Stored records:
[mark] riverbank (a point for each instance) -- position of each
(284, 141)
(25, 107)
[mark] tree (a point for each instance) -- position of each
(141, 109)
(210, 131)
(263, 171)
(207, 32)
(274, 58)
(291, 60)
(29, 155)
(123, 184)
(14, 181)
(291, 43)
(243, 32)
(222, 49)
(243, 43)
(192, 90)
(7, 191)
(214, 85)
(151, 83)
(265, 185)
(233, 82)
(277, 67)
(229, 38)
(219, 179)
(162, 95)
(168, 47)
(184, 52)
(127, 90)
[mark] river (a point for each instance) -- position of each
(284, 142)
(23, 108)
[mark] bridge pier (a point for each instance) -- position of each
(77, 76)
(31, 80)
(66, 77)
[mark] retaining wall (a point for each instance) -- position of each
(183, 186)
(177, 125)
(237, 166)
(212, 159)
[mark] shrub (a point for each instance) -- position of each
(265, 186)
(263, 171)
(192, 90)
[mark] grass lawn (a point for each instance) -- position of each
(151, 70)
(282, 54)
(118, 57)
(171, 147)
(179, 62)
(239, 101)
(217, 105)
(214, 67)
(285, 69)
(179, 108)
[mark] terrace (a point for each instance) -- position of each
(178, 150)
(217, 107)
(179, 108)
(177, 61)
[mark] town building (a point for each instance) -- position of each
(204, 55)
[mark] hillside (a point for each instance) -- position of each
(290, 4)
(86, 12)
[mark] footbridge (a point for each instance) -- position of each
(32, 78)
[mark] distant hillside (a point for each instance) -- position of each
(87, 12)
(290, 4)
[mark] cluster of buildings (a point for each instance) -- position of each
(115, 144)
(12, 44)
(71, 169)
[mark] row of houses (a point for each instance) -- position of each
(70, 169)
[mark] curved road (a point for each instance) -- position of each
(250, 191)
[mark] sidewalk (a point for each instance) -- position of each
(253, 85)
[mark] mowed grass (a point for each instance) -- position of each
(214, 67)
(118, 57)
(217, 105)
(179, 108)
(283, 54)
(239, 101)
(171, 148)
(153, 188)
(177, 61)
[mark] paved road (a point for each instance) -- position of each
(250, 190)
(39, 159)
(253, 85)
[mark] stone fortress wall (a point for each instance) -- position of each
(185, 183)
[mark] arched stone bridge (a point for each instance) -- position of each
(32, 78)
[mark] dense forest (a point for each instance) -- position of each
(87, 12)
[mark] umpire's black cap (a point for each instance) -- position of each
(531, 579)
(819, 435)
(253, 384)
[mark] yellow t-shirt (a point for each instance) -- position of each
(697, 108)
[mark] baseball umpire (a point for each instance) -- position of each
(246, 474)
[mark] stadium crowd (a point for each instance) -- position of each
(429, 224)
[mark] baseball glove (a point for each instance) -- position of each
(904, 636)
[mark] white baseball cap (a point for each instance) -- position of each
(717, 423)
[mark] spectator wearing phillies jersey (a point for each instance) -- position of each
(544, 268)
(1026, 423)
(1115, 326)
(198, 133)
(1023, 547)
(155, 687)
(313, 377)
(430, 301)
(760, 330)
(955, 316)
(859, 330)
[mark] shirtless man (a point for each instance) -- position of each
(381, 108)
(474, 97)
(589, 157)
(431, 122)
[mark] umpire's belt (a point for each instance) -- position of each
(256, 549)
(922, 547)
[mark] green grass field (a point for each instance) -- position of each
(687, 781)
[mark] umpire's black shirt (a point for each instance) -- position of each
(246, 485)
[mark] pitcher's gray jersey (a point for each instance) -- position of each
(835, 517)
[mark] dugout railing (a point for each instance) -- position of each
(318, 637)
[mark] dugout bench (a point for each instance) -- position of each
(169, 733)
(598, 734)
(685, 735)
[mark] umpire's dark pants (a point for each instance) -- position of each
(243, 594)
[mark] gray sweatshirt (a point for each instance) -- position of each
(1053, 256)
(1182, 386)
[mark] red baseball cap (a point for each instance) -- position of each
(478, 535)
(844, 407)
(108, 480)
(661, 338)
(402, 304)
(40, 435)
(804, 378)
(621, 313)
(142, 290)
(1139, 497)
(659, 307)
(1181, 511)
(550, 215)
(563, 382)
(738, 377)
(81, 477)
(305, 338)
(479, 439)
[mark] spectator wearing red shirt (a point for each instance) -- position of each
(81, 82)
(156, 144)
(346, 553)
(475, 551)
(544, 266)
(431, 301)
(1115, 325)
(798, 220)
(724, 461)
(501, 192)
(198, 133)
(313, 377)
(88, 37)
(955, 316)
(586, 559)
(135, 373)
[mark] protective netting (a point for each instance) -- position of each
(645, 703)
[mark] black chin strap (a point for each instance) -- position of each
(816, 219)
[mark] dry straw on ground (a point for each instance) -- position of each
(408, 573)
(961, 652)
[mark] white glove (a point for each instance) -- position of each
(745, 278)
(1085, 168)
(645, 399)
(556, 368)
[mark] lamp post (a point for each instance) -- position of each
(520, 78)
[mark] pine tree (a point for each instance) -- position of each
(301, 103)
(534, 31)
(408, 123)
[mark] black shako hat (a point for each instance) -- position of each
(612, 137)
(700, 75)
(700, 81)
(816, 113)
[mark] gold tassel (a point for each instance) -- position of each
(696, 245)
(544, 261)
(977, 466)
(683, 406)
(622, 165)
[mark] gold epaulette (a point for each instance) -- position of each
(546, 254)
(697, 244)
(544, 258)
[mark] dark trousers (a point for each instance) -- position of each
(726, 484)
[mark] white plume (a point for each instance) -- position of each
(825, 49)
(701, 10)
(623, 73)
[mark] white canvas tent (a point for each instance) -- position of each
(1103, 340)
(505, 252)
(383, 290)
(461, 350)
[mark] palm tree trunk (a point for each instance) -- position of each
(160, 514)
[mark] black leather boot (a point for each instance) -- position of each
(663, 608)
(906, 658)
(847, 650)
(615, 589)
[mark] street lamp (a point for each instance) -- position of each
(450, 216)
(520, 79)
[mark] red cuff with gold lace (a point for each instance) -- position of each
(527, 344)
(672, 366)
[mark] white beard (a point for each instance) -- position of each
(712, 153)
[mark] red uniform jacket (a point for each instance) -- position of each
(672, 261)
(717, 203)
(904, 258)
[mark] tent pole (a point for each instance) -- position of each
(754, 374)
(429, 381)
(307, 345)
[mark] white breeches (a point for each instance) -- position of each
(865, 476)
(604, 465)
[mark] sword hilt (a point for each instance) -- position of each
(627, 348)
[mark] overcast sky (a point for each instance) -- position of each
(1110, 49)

§ **What you should do**: Please repeat the stretch of the records from the line containing "[mark] street lamp" through the last line, copying every line unchanged.

§ **Task result**:
[mark] street lamp (a point for each instance) -- position of each
(450, 216)
(520, 79)
[mark] red cuff with gold lace (a point for each instance) -- position of each
(527, 344)
(672, 366)
[mark] white beard (a point for each instance) -- position of each
(712, 153)
[mark] red uniform jacket (a point for each instance) -- position of each
(672, 261)
(717, 203)
(904, 258)
[mark] tent pole (a point for each instance) -- position of each
(754, 374)
(429, 381)
(307, 345)
[mark] white breeches (a point for each instance) -- position of each
(865, 476)
(604, 465)
[mark] sword hilt (a point for each instance) -- position of each
(627, 348)
[mark] overcast sky (a point for each instance) -- position of each
(1110, 49)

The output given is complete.